**DATA IN THIS EXERCISE**
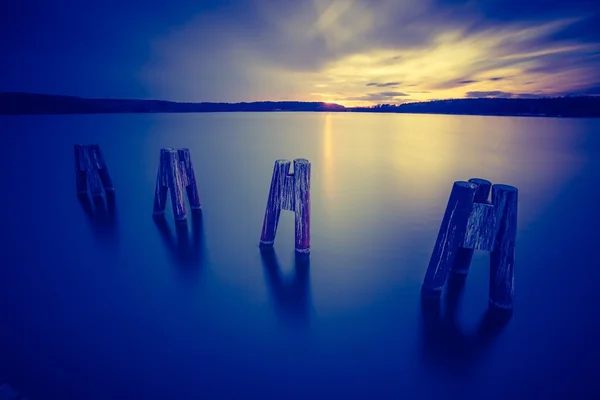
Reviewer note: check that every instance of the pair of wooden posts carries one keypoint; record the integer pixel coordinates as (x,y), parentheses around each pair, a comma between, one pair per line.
(470,221)
(289,191)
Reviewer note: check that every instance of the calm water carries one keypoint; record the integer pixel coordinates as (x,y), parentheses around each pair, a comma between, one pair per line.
(100,308)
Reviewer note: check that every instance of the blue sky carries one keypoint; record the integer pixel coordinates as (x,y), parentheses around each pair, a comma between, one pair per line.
(346,51)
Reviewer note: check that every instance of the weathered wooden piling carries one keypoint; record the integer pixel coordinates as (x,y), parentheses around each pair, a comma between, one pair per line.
(463,257)
(176,171)
(189,178)
(80,169)
(470,223)
(169,180)
(289,192)
(90,169)
(502,262)
(450,237)
(100,165)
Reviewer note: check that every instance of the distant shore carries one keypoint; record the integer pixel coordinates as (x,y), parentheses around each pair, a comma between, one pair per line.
(16,103)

**YOUR INSTRUCTIONS**
Rewrite the lines of the material as a numbered list, starting at the line that contains "Reviewer note: check that every instance of the distant" and ending at the last line, with any blank lines left out.

**EXERCISE OUTPUT**
1. Reviewer note: check that every instance of the distant shore carries one keypoint; record the integer pixel coordinates as (x,y), parentheses around each pair, a comma between, one pair per line.
2. (16,103)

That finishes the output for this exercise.